▶ Requirement 1
Answer these about the generic-drug price-fixing article:
(a) What market did the term "sandbox" refer to?
(b) How many e-mails, texts, and other documents did the federal judge rule could be shared among all plaintiffs?
(c) How many companies and drugs does the expanded investigation involve at least?
▶ Requirement 2
From the generic-drug price-fixing article, return the stretch from "The terminology reflected" through "among all plaintiffs.", copied word for word.

▶ Extract
====
WASHINGTON — Executives at more than a dozen generic-drug companies had a form of shorthand to describe how they conducted business, insider lingo worked out over steak dinners, cocktail receptions, and rounds of golf.
The ‘‘sandbox,’’ according to investigators, was the market for generic prescription drugs, where everyone was expected to play nice.
‘‘Fair share’’ described dividing up the sales pie to ensure that each company reaped continued profits. ‘‘Trashing the market’’ was used when a competitor ignored these unwritten rules and sold drugs for less than agreed-upon prices.
The terminology reflected more than just clubbiness in a powerful industry, according to authorities and several lawsuits. Officials from multiple states say these practices were central to illegal price-fixing schemes of massive proportion.
The lawsuit and related cases picked up steam last month when a federal judge ruled that more than 1 million e-mails, cellphone texts, and other documents cited as evidence could be shared among all plaintiffs.
What started as an antitrust lawsuit brought by states over just two drugs in 2016 has exploded into an investigation of alleged price-fixing involving at least 16 companies and 300 drugs, said Joseph Nielsen, an assistant attorney general and antitrust investigator in Connecticut who has been a leading force in the probe. His comments to The Washington Post represent the first public disclosure of the expanded scale of the investigation.
====
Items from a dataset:
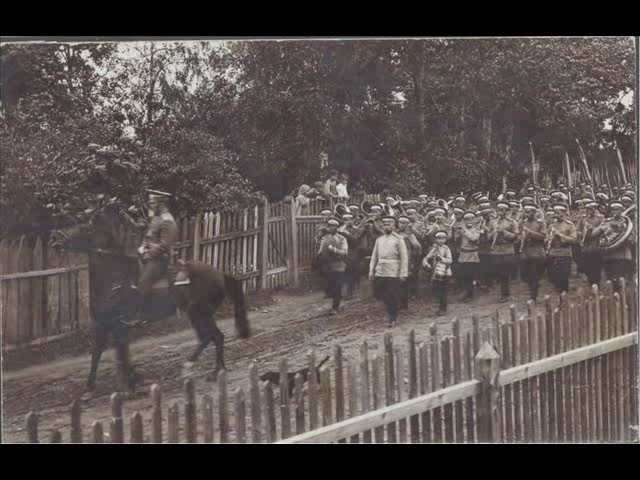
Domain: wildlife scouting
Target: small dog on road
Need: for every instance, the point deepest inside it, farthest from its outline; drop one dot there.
(274, 377)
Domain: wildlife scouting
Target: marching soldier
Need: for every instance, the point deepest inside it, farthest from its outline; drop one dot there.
(532, 235)
(591, 255)
(455, 234)
(468, 259)
(156, 249)
(485, 270)
(414, 252)
(354, 235)
(560, 236)
(439, 260)
(333, 254)
(389, 267)
(617, 262)
(502, 231)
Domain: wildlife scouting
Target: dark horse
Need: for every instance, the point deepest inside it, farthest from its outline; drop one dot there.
(114, 299)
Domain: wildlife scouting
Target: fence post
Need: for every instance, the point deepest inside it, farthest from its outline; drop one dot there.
(293, 271)
(76, 422)
(196, 238)
(265, 245)
(117, 426)
(487, 406)
(32, 427)
(156, 428)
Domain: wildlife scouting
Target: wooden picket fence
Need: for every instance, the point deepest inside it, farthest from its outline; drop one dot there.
(45, 294)
(564, 374)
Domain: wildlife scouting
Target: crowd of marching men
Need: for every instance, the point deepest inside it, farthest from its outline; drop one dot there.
(467, 241)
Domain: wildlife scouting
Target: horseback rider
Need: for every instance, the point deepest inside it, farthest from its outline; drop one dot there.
(156, 249)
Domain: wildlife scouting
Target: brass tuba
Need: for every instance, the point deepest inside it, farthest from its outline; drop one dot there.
(612, 239)
(340, 209)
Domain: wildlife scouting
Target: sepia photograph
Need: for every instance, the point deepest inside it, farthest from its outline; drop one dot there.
(388, 240)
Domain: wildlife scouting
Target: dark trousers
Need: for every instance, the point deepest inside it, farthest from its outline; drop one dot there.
(485, 274)
(387, 289)
(532, 269)
(616, 268)
(591, 266)
(466, 274)
(439, 289)
(502, 269)
(559, 270)
(334, 287)
(352, 273)
(152, 271)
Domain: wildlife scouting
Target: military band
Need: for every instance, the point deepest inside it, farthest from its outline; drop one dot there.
(477, 241)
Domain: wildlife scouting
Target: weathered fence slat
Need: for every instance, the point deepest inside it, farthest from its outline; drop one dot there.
(156, 415)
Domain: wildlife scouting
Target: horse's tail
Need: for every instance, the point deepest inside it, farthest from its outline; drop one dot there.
(234, 289)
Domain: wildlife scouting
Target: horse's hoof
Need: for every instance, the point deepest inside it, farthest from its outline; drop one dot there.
(87, 395)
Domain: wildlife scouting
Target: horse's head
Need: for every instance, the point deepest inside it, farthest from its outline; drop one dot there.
(95, 234)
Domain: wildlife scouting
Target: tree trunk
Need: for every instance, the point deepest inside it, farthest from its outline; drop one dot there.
(152, 83)
(487, 130)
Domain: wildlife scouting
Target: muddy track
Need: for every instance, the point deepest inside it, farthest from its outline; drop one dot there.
(288, 328)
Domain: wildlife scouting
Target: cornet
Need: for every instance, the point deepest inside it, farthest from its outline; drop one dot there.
(549, 240)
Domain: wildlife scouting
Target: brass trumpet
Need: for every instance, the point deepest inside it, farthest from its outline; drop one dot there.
(549, 240)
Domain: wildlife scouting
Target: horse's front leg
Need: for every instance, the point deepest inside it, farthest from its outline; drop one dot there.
(218, 341)
(100, 343)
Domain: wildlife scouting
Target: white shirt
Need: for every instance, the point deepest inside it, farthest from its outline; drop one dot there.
(342, 190)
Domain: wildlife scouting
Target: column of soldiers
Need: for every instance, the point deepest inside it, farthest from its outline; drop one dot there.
(475, 242)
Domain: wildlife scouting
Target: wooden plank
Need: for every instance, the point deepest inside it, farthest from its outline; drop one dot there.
(256, 411)
(285, 413)
(156, 414)
(223, 414)
(12, 306)
(32, 427)
(414, 421)
(24, 293)
(446, 381)
(378, 393)
(75, 412)
(270, 413)
(437, 385)
(325, 396)
(364, 385)
(298, 397)
(339, 382)
(390, 389)
(173, 423)
(469, 402)
(137, 429)
(400, 378)
(313, 392)
(97, 432)
(37, 292)
(190, 425)
(526, 385)
(391, 413)
(353, 395)
(207, 419)
(240, 416)
(517, 326)
(117, 426)
(487, 371)
(572, 385)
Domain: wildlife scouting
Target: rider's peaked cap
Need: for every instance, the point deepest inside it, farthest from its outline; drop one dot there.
(158, 194)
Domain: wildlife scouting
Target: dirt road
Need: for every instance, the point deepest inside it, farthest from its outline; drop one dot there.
(289, 327)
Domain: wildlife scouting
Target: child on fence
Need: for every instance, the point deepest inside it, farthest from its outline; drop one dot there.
(439, 260)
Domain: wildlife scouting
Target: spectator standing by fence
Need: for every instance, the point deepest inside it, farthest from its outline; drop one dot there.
(302, 200)
(341, 188)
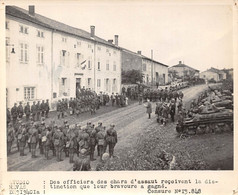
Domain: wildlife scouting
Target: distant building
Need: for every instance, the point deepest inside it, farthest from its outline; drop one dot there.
(229, 73)
(153, 71)
(51, 59)
(181, 70)
(214, 74)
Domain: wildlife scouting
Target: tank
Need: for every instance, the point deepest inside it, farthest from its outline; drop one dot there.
(209, 119)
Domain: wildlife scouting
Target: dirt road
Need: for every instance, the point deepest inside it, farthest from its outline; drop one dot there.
(131, 123)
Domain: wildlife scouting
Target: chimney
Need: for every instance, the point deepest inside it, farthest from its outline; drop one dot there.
(110, 41)
(116, 40)
(92, 31)
(32, 10)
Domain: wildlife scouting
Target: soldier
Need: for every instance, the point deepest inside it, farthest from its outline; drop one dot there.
(100, 139)
(20, 110)
(59, 109)
(148, 108)
(48, 142)
(34, 111)
(27, 111)
(14, 113)
(172, 109)
(33, 140)
(93, 143)
(22, 138)
(8, 116)
(58, 143)
(111, 139)
(38, 111)
(42, 107)
(82, 163)
(10, 138)
(47, 108)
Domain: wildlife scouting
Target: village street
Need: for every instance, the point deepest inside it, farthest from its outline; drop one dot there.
(132, 124)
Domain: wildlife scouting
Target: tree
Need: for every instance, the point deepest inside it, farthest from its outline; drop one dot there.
(131, 76)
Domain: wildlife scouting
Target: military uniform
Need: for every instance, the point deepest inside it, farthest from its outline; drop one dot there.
====
▶ Task output 1
(a) The market for generic prescription drugs.
(b) More than 1 million.
(c) At least 16 companies and 300 drugs.

▶ Task output 2
The terminology reflected more than just clubbiness in a powerful industry, according to authorities and several lawsuits. Officials from multiple states say these practices were central to illegal price-fixing schemes of massive proportion.
The lawsuit and related cases picked up steam last month when a federal judge ruled that more than 1 million e-mails, cellphone texts, and other documents cited as evidence could be shared among all plaintiffs.